▶ [Activity A]
Answer these questions about the passage on genetic diversity in animal breeding, one per line:
(i) What documentary rocked the British dog show world?
(ii) In the horse example, what is described as a fashion?
(iii) What does the author call the very essence of selective breeding?
▶ [Activity B] In the passage on genetic diversity in animal breeding, rename "documentary" as "film" and reproduce the text, beginning at the words "Thankfully for me, this" and stopping after "of the situation!".
▶ [Activity C] Carry the passage on genetic diversity in animal breeding forward from its final sentence.

▶ [Given passage]
Thankfully for me, this process occurred in the peace and isolation of my own research. I could think about the issues involved in a fairly objective, unemotional manner because no one was clamoring for me to reach a specific conclusion. Now many of those issues have become a source of controversy and bitter battles within the animal fancies. This has played out most visibly in the British dog show world, which was rocked three years ago by the documentary Pedigree Dogs Exposed. That program brought genetic diversity out of the realm of academic papers and into the public square. It is pretty safe to say that unemotional is not a feature of the situation!

In this reaction, many have called the focus on genetic diversity a passing fashion. That is not surprising, since fashion has long driven animal fancies. That is a natural frame for viewing motivations behind breeding decisions. I do believe, however, that calling the subject a fashion does a disservice to kind of thought that goes into breeding decisions. The acceptable angles of a Collie head, and the proper carriage of their ears, is a fashion. The acceptable amount of white on the legs and face on a horse are a fashion. The benefits and hazards of an increasingly homozygous population is a much larger issue. The truth is that breeders are dealing with competing concerns, with uniformity and predictability being the very essence of selective breeding, and with its opposite, heterogeneity, being so closely tied to health. That is not fashion: that is about the limits of the system as it really is. It is essential to understand those trade-offs if breeders are to make good decisions.

▶ [Data under study]
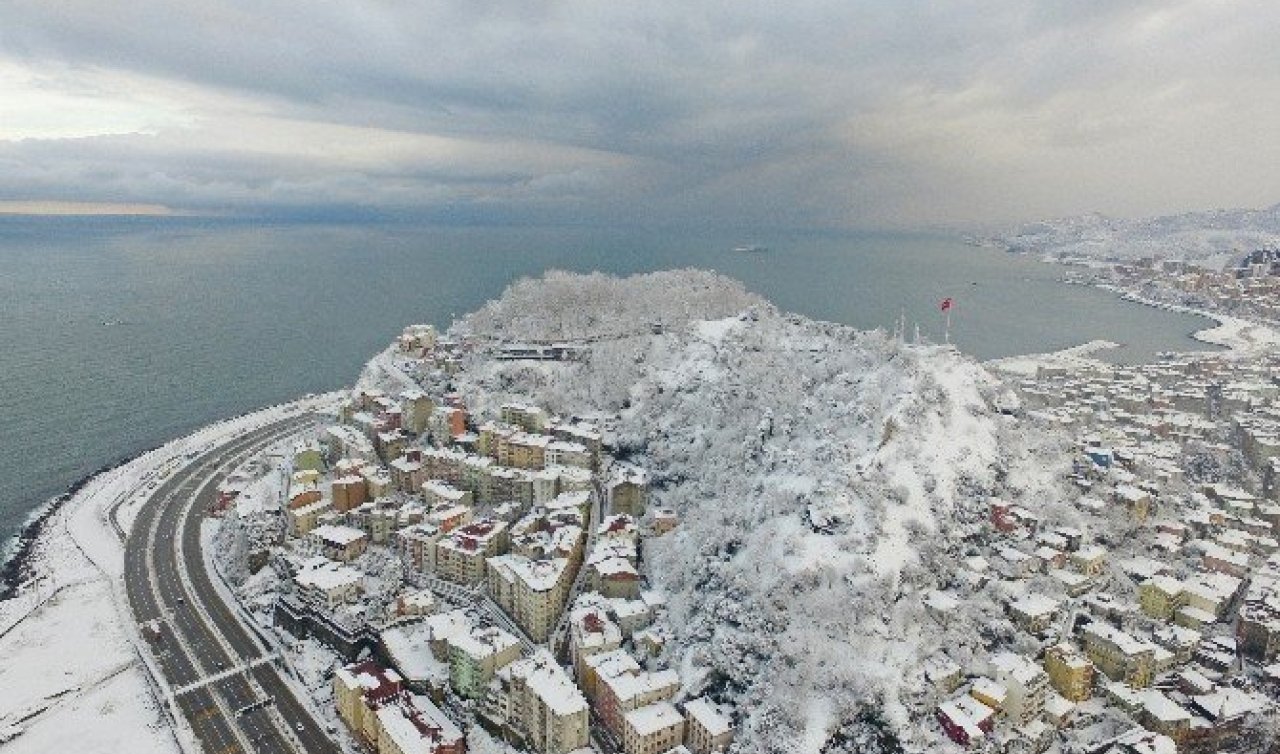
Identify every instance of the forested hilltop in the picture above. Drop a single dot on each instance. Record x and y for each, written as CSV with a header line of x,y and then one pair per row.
x,y
827,481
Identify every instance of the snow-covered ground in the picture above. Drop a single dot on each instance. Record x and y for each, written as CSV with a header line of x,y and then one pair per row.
x,y
73,676
824,480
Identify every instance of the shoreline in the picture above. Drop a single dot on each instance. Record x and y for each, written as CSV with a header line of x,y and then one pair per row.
x,y
1230,336
16,567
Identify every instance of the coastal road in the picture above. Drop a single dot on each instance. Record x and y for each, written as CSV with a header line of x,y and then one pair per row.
x,y
223,680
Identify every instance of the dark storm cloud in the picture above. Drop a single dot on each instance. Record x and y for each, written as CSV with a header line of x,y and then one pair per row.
x,y
810,113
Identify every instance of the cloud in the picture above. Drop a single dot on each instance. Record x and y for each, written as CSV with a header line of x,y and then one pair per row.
x,y
821,113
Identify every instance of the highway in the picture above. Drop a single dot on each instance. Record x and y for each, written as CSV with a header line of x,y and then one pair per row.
x,y
222,679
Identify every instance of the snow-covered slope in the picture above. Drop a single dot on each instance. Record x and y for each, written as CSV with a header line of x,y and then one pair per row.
x,y
1210,238
826,480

▶ [Your response A]
(i) Pedigree Dogs Exposed
(ii) The acceptable amount of white on the legs and face on a horse
(iii) Uniformity and predictability

▶ [Your response B]
Thankfully for me, this process occurred in the peace and isolation of my own research. I could think about the issues involved in a fairly objective, unemotional manner because no one was clamoring for me to reach a specific conclusion. Now many of those issues have become a source of controversy and bitter battles within the animal fancies. This has played out most visibly in the British dog show world, which was rocked three years ago by the film Pedigree Dogs Exposed. That program brought genetic diversity out of the realm of academic papers and into the public square. It is pretty safe to say that unemotional is not a feature of the situation!

▶ [Your response C]
As I have said, the Equine Tapestry books touch on the subject of genetic diversity. Because the way a registry defines “breed” and “purity” has a huge impact on colors – both what is ruled in and what is ruled out – it is quite relevant. It is also true that misconceptions about purity and breed integrity have big implications for animal coloring. Because color is so easy to see, and is often the result of far more straight-forward inheritance than things like conformation or breed type, it tends to be on the front line of selective pressures. But beyond those issues, it is my hope that the books will raise questions about how we integrate our growing understanding of genetics into real world breeding decisions.

I have a few more posts to make that expand on some of these ideas, since I want to bring some of these ideas back to issues that touch more directly on color. I also plan to add another page (much like the Splashed White Project page) to the blog with a collection of links for further reading on genetic diversity. Perhaps they can plant the seeds for a more rational dialogue on the topic.

Twenty years ago, when I talked to my husband about linebreeding, I never mentioned genetic diversity. It was not a concept that had come up in my reading at that point. Today when I pulled the copy of my husband’s book, thinking I might find some of the images that came from his work in genetic algorithms, I found the following passage:

Alan Kathman
We intuitively know that larger populations will bring greater diversity and better sample the solution space. If the ranking function is nearly flat, poor attributes will stay in the population longer. If the ranking function is steep, the population swiftly becomes inbred. A lot of mutation can slow the convergence, while no mutation will lead to premature stagnation through inbreeding.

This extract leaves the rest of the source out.